Data supplied:
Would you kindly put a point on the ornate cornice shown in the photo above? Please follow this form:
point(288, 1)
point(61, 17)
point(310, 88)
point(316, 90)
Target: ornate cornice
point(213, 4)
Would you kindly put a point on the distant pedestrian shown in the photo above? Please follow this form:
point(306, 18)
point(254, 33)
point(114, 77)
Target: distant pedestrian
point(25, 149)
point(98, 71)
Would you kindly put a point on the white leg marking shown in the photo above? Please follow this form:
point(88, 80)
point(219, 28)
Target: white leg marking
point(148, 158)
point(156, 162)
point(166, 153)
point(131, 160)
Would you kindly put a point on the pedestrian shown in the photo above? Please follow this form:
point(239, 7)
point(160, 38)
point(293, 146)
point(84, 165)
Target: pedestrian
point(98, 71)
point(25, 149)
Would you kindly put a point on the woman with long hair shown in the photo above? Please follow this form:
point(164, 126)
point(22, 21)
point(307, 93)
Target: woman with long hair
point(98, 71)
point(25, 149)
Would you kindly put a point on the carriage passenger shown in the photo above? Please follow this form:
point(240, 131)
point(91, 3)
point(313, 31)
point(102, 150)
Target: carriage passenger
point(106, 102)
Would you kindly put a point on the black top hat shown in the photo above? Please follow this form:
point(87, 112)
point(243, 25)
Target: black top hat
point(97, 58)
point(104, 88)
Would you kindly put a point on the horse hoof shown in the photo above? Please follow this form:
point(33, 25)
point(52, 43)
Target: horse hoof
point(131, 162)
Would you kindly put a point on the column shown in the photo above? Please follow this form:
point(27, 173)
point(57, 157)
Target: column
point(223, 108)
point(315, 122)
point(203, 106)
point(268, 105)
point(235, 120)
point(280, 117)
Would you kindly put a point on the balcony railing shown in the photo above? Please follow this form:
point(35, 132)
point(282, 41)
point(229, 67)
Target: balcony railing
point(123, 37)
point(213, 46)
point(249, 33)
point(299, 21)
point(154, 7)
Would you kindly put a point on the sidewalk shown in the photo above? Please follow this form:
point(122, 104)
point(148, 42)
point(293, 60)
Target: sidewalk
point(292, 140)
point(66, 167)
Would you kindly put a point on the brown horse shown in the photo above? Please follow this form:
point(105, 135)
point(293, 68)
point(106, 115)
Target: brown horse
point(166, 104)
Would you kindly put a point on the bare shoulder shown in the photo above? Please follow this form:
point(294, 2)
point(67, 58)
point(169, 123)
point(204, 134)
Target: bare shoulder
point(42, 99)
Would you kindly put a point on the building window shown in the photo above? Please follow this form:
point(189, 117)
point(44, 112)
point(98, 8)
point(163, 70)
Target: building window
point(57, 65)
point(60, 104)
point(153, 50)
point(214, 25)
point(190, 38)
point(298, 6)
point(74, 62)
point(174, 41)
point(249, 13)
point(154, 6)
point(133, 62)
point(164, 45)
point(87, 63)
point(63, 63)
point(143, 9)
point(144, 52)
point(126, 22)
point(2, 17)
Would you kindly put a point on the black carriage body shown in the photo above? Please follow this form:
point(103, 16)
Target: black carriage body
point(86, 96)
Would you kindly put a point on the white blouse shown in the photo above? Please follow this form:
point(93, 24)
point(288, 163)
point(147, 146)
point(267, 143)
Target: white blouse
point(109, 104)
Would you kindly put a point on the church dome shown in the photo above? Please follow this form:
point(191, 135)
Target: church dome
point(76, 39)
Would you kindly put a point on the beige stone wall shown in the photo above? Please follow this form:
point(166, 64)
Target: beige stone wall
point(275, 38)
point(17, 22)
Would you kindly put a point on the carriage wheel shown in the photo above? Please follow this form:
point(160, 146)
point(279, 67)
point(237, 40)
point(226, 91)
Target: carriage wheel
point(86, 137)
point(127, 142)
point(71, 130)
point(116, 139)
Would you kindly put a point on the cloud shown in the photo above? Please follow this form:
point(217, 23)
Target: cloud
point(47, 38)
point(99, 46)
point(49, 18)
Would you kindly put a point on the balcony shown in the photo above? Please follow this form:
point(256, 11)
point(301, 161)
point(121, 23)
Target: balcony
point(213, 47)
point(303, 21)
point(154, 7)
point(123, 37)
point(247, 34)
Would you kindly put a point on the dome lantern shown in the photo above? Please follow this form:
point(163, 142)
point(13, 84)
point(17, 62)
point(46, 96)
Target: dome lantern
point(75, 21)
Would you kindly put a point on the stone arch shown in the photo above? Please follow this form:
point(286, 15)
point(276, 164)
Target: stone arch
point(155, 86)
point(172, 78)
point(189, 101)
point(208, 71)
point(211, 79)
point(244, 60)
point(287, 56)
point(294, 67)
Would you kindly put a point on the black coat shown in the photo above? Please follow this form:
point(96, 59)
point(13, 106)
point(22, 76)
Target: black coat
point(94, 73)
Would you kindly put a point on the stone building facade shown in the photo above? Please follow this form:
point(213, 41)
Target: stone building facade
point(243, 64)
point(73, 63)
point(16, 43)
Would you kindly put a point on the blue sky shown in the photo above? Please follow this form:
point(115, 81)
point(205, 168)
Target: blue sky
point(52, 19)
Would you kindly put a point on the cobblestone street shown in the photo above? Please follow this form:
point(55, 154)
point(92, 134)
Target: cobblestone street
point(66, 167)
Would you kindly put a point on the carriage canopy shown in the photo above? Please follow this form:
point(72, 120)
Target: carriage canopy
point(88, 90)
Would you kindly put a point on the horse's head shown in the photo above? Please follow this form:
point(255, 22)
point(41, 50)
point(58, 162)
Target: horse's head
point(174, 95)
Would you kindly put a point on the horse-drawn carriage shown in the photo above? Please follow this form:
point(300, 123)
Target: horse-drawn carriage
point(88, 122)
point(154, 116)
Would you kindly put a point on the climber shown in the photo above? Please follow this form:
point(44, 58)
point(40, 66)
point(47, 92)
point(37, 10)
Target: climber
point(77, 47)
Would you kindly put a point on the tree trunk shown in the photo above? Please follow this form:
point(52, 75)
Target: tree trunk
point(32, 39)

Problem details: Place every line of the items above into a JSON array of strings, one string per line, with blank lines omitted.

Completed exercise:
[
  "Would you kindly put a point on the ornate cornice shown in the photo above? Please follow this form:",
  "point(288, 1)",
  "point(61, 17)",
  "point(310, 88)",
  "point(316, 90)",
  "Target: ornate cornice",
  "point(213, 4)",
  "Would you kindly put a point on the distant pedestrian shown in the photo above? Please follow this form:",
  "point(306, 18)",
  "point(254, 33)",
  "point(114, 77)",
  "Target: distant pedestrian",
  "point(25, 149)",
  "point(98, 71)",
  "Would you kindly put a point on the white leg marking shown in the photo above? Please follow this form:",
  "point(88, 80)",
  "point(219, 28)",
  "Target: white leg marking",
  "point(148, 158)",
  "point(156, 162)",
  "point(166, 153)",
  "point(131, 160)",
  "Would you kindly put a point on the pedestrian shown in the photo above? Please follow this form:",
  "point(239, 7)",
  "point(160, 38)",
  "point(293, 146)",
  "point(84, 165)",
  "Target: pedestrian",
  "point(98, 71)",
  "point(25, 149)",
  "Would you kindly put a point on the woman with long hair shown in the photo above? Please follow this form:",
  "point(164, 126)",
  "point(22, 21)",
  "point(307, 93)",
  "Target: woman with long hair",
  "point(98, 71)",
  "point(25, 149)",
  "Would you kindly put a point on the carriage passenger shown in the photo above? Please follow this form:",
  "point(240, 131)",
  "point(91, 3)",
  "point(313, 31)",
  "point(102, 150)",
  "Target: carriage passenger",
  "point(106, 102)",
  "Would you kindly put a point on the black top hat shown in the photo above? Please follow this form:",
  "point(87, 112)",
  "point(243, 25)",
  "Target: black top hat",
  "point(97, 58)",
  "point(104, 88)",
  "Would you kindly put a point on the horse hoof shown in the photo above? Please follow this form:",
  "point(33, 25)",
  "point(52, 43)",
  "Target: horse hoof",
  "point(131, 162)",
  "Would you kindly put a point on the column shown in the photo above? Please follow this form:",
  "point(27, 173)",
  "point(57, 157)",
  "Target: column",
  "point(223, 108)",
  "point(315, 122)",
  "point(203, 106)",
  "point(268, 105)",
  "point(235, 120)",
  "point(280, 117)",
  "Would you kindly put a point on the balcony railing shown in the photo above? Please follow this form:",
  "point(35, 132)",
  "point(282, 41)",
  "point(229, 67)",
  "Target: balcony railing",
  "point(123, 37)",
  "point(213, 46)",
  "point(249, 33)",
  "point(299, 21)",
  "point(154, 7)",
  "Would you kindly put a point on the sidewalk shown in the photo above? Please follow this form:",
  "point(122, 104)",
  "point(148, 42)",
  "point(293, 60)",
  "Target: sidewalk",
  "point(292, 140)",
  "point(66, 167)",
  "Would you kindly put a point on the brown horse shown in the photo above? Please follow this form:",
  "point(105, 135)",
  "point(293, 68)",
  "point(106, 115)",
  "Target: brown horse",
  "point(166, 104)",
  "Would you kindly put a point on the bare shoulder shown in the photo above? Please follow this form:",
  "point(294, 2)",
  "point(67, 58)",
  "point(169, 123)",
  "point(204, 134)",
  "Target: bare shoulder",
  "point(42, 99)",
  "Would you kindly put a point on the building window shown in the photo above? Please follow this form:",
  "point(189, 117)",
  "point(44, 112)",
  "point(98, 8)",
  "point(163, 70)",
  "Target: building window",
  "point(57, 65)",
  "point(60, 104)",
  "point(153, 50)",
  "point(214, 25)",
  "point(190, 38)",
  "point(298, 6)",
  "point(74, 62)",
  "point(174, 41)",
  "point(249, 13)",
  "point(154, 6)",
  "point(133, 62)",
  "point(164, 45)",
  "point(87, 63)",
  "point(63, 63)",
  "point(143, 9)",
  "point(144, 52)",
  "point(126, 22)",
  "point(2, 17)",
  "Would you kindly put a point on the black carriage body shown in the photo above? Please follow this form:",
  "point(103, 16)",
  "Target: black carriage body",
  "point(86, 96)",
  "Would you kindly put a point on the white blouse shown in the photo above? Please follow this form:",
  "point(93, 24)",
  "point(288, 163)",
  "point(147, 146)",
  "point(267, 143)",
  "Target: white blouse",
  "point(109, 104)",
  "Would you kindly put a point on the church dome shown in the photo above? Please follow this form:",
  "point(191, 135)",
  "Target: church dome",
  "point(76, 39)",
  "Would you kindly put a point on the beige stone wall shown in the photo above? Please follow this form:",
  "point(166, 64)",
  "Target: beige stone wall",
  "point(275, 38)",
  "point(17, 22)",
  "Would you kindly put a point on the carriage wheel shown in the photo above? Please follow this form:",
  "point(160, 146)",
  "point(279, 67)",
  "point(237, 40)",
  "point(226, 91)",
  "Target: carriage wheel",
  "point(86, 137)",
  "point(127, 142)",
  "point(71, 130)",
  "point(116, 139)",
  "Would you kindly put a point on the cloud shown in the photo above? Please follow this form:",
  "point(217, 23)",
  "Target: cloud",
  "point(47, 38)",
  "point(99, 46)",
  "point(49, 18)",
  "Would you kindly put a point on the balcony shown in the photo above? Please follow this form:",
  "point(256, 11)",
  "point(301, 161)",
  "point(121, 23)",
  "Target: balcony",
  "point(213, 47)",
  "point(303, 21)",
  "point(154, 7)",
  "point(123, 37)",
  "point(247, 34)",
  "Would you kindly put a point on the dome lantern shown in the photo above? Please follow this form:",
  "point(163, 142)",
  "point(13, 84)",
  "point(17, 62)",
  "point(46, 96)",
  "Target: dome lantern",
  "point(75, 21)",
  "Would you kindly put a point on the stone arch shown in the photo above? Please follow this form:",
  "point(286, 15)",
  "point(276, 164)",
  "Target: stone arch",
  "point(155, 86)",
  "point(172, 78)",
  "point(189, 101)",
  "point(208, 71)",
  "point(211, 79)",
  "point(244, 60)",
  "point(287, 56)",
  "point(294, 67)",
  "Would you kindly put a point on the black coat shown in the photo above? Please follow this form:",
  "point(96, 59)",
  "point(13, 106)",
  "point(22, 76)",
  "Target: black coat",
  "point(94, 73)",
  "Would you kindly put a point on the stone building facade shown in the photo above? Please follow this form:",
  "point(213, 41)",
  "Target: stone building facade",
  "point(243, 64)",
  "point(73, 63)",
  "point(16, 43)",
  "Would you kindly put a point on the blue sky shown in the photo above? Please follow this form:",
  "point(115, 81)",
  "point(205, 168)",
  "Target: blue sky",
  "point(52, 19)",
  "Would you kindly put a point on the cobblestone street shown in the photo above? Please follow this form:",
  "point(55, 154)",
  "point(92, 134)",
  "Target: cobblestone street",
  "point(66, 167)",
  "Would you kindly put a point on the carriage canopy shown in the photo above? Please follow this form:",
  "point(72, 120)",
  "Target: carriage canopy",
  "point(88, 90)",
  "Would you kindly put a point on the horse's head shown in the photo above? Please follow this form:",
  "point(255, 22)",
  "point(41, 50)",
  "point(58, 162)",
  "Target: horse's head",
  "point(174, 95)",
  "Would you kindly put a point on the horse-drawn carriage shown in the photo above? Please follow this form:",
  "point(300, 123)",
  "Target: horse-drawn carriage",
  "point(88, 122)",
  "point(154, 116)",
  "Would you kindly put a point on the climber shown in the photo above? Please follow this form:",
  "point(44, 58)",
  "point(40, 66)",
  "point(47, 92)",
  "point(37, 10)",
  "Target: climber",
  "point(77, 47)",
  "Would you kindly put a point on the tree trunk shown in the photo above? Please follow this form:",
  "point(52, 75)",
  "Target: tree trunk",
  "point(32, 39)"
]